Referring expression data

────────────────────────────────────────

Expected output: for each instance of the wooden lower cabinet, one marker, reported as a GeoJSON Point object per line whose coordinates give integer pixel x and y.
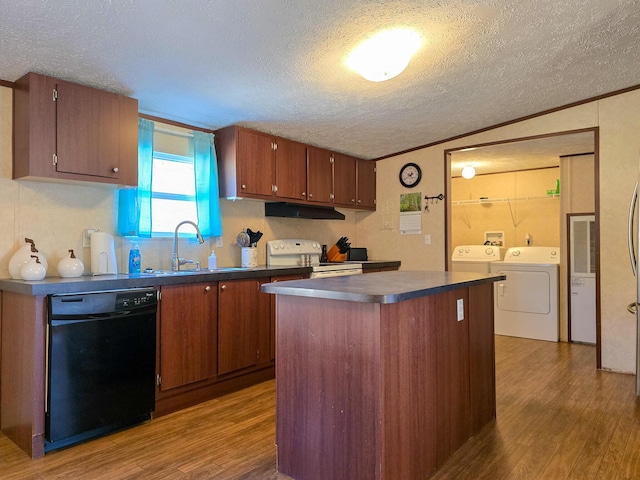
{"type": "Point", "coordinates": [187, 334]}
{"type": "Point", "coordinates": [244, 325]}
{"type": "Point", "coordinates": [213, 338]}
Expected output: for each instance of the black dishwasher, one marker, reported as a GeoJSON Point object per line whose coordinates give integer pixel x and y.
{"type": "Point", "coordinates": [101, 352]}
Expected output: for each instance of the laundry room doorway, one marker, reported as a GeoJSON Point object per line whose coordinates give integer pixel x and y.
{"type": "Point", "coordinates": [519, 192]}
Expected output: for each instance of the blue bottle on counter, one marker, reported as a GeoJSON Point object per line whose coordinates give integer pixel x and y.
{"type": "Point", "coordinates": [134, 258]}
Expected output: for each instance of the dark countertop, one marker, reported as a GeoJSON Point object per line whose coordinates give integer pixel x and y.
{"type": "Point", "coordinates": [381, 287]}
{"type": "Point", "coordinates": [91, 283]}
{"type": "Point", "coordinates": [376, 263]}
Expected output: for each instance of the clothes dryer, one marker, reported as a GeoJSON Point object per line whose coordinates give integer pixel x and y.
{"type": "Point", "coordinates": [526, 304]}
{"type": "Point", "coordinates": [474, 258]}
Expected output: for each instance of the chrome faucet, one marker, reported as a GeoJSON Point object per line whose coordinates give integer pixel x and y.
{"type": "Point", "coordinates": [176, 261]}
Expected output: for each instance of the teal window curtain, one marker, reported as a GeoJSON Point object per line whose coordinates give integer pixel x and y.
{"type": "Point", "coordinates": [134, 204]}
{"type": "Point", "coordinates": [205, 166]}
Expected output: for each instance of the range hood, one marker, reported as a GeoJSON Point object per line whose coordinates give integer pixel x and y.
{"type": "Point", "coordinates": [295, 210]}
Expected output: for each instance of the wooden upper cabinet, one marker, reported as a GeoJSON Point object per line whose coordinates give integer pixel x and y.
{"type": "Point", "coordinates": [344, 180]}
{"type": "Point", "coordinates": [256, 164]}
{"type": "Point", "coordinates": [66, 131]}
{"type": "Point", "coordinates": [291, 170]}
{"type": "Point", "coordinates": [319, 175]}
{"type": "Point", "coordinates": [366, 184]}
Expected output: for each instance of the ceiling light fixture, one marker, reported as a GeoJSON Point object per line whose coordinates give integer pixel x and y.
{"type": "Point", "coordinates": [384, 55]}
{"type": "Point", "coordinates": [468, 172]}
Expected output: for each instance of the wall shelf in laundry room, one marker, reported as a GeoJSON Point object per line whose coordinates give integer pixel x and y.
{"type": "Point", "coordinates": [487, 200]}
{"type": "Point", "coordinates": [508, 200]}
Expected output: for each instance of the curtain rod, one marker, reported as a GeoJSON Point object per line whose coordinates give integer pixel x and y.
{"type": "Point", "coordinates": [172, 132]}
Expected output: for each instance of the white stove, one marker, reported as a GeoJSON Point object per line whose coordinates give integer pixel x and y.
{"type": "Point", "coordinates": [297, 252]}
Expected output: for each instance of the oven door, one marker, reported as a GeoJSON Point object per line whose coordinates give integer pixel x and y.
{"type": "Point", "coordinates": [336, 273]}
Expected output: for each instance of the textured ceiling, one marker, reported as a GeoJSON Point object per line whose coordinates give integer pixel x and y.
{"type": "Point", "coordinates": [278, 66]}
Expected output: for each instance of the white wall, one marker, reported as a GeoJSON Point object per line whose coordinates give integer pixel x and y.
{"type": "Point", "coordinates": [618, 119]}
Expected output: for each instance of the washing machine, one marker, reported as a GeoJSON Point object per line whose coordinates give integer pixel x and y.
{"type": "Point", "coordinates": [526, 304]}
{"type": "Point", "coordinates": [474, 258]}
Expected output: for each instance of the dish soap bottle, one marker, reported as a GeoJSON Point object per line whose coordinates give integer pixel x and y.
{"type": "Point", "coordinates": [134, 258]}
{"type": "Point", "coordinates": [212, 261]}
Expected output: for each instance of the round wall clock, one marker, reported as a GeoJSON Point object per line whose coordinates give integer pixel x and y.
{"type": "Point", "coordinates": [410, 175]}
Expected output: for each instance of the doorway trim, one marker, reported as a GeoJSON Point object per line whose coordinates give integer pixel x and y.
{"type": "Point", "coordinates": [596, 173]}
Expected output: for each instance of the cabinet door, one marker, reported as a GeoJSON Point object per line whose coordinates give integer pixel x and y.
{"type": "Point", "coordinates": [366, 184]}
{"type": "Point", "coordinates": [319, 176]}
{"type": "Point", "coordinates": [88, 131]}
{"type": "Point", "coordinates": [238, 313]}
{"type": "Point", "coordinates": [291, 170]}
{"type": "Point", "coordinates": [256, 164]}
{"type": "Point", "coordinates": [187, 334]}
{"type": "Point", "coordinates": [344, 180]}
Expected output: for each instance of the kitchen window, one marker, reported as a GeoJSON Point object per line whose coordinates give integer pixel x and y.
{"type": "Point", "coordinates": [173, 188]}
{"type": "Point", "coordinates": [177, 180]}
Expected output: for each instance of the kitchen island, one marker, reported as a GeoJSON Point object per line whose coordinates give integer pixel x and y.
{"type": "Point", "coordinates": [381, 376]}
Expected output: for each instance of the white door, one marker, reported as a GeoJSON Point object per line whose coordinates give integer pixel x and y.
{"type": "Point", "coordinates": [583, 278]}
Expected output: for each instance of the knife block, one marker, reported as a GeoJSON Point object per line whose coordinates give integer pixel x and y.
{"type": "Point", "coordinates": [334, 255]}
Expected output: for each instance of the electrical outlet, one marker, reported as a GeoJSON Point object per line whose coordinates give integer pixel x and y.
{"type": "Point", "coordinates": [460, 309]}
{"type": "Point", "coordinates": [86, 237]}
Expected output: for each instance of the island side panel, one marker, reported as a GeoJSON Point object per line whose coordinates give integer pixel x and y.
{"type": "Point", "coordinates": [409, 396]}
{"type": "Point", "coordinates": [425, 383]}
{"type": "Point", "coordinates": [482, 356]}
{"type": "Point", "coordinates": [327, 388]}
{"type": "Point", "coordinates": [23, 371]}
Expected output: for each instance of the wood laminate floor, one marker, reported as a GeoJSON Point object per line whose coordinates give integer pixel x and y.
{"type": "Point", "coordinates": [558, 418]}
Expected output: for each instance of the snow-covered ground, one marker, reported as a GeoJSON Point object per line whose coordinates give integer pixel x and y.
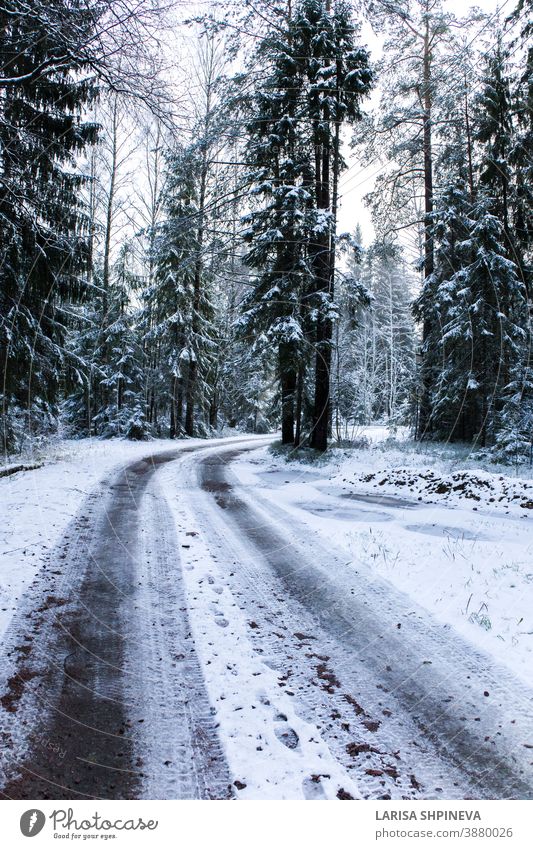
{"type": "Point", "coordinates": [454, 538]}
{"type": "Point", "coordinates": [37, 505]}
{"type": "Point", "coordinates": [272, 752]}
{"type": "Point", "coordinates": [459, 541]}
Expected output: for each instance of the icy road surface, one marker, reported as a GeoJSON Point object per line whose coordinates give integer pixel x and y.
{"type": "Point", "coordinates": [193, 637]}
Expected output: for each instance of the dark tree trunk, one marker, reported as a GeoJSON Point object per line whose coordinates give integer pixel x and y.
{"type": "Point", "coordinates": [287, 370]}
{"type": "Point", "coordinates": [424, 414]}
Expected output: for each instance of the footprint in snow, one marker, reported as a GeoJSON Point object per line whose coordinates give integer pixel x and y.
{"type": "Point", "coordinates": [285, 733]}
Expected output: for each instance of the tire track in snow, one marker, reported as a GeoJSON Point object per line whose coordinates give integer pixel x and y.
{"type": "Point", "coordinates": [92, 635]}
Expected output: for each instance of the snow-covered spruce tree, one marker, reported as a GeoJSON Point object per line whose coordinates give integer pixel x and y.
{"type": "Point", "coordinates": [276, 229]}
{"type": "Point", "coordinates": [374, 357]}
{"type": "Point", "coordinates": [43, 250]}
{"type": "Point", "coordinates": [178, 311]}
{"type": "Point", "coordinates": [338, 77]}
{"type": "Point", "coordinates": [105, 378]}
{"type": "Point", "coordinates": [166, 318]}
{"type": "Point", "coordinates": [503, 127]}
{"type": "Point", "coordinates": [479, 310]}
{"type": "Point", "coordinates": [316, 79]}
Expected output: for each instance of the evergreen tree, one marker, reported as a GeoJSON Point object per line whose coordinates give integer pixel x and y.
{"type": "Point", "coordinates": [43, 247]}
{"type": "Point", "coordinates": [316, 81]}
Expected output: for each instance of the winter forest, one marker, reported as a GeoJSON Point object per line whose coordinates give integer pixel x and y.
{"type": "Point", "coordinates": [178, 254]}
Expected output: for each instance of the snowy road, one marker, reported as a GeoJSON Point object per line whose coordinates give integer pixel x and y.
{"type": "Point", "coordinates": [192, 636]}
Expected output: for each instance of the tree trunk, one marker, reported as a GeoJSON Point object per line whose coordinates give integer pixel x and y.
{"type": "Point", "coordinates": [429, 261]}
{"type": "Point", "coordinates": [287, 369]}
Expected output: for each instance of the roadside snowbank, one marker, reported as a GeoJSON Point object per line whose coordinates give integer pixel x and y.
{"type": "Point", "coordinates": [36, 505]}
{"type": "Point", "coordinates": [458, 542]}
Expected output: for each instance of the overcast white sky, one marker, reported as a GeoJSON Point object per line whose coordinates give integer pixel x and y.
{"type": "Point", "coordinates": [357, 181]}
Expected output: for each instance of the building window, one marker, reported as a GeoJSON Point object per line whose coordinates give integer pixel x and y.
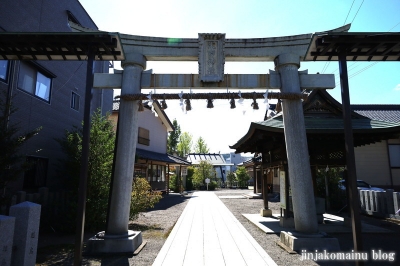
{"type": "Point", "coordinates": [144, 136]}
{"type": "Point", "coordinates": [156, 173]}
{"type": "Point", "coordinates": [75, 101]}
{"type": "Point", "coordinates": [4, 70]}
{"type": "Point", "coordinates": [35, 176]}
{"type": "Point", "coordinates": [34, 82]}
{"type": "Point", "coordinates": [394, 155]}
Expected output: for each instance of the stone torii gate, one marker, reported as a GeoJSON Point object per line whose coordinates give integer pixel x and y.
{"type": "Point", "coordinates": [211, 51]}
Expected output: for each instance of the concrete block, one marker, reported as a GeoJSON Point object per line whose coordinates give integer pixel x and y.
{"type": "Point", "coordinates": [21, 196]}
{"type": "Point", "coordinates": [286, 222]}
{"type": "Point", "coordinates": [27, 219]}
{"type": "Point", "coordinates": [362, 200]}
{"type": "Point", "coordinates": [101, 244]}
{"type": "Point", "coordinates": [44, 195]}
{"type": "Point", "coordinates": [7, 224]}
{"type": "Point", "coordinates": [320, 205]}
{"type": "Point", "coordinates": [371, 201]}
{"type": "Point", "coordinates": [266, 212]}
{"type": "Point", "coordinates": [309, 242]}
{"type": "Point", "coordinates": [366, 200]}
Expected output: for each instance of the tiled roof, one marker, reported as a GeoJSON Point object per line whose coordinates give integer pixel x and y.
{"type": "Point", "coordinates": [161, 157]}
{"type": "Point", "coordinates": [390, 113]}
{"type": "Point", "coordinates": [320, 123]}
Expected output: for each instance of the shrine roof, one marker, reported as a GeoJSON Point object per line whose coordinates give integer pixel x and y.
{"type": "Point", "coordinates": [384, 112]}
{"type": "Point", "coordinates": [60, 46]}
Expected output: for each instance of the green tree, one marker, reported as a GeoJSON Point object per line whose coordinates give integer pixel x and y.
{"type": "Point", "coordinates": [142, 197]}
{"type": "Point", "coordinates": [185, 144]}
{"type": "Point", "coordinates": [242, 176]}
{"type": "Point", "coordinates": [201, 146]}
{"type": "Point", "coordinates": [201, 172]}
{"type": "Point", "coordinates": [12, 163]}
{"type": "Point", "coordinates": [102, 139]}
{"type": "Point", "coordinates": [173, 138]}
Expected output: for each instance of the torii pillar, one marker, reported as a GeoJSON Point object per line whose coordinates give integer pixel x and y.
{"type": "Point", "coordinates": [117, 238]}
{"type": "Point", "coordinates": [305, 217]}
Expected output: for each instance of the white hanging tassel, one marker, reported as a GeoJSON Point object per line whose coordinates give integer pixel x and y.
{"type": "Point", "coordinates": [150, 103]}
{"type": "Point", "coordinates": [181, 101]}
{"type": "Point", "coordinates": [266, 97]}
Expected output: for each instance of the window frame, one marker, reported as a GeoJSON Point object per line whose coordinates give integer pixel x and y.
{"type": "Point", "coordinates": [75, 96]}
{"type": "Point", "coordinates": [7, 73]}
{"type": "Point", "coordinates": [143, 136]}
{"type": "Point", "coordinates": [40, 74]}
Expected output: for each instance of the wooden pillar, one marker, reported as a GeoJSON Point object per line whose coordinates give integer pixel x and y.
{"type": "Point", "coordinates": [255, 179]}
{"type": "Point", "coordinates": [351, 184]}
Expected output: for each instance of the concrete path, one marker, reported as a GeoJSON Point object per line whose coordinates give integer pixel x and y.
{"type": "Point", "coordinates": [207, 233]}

────────────────────────────────────────

Problem details => Starting at the line that contains "Expected output: for each instance of the wooden pillar, one", print every line through the last one of the records, exactly and with nothing else.

Answer section =>
Expected output: for each instance of the wooden pillar, one marker, reported as a GeoJSON Point object per line whose coordinates give integer pixel x and y.
{"type": "Point", "coordinates": [255, 179]}
{"type": "Point", "coordinates": [351, 184]}
Expected output: for each instance of the concrete path, one marker, reported as a GeoJSON Point object per line whose coordinates give integer pixel x and y.
{"type": "Point", "coordinates": [207, 233]}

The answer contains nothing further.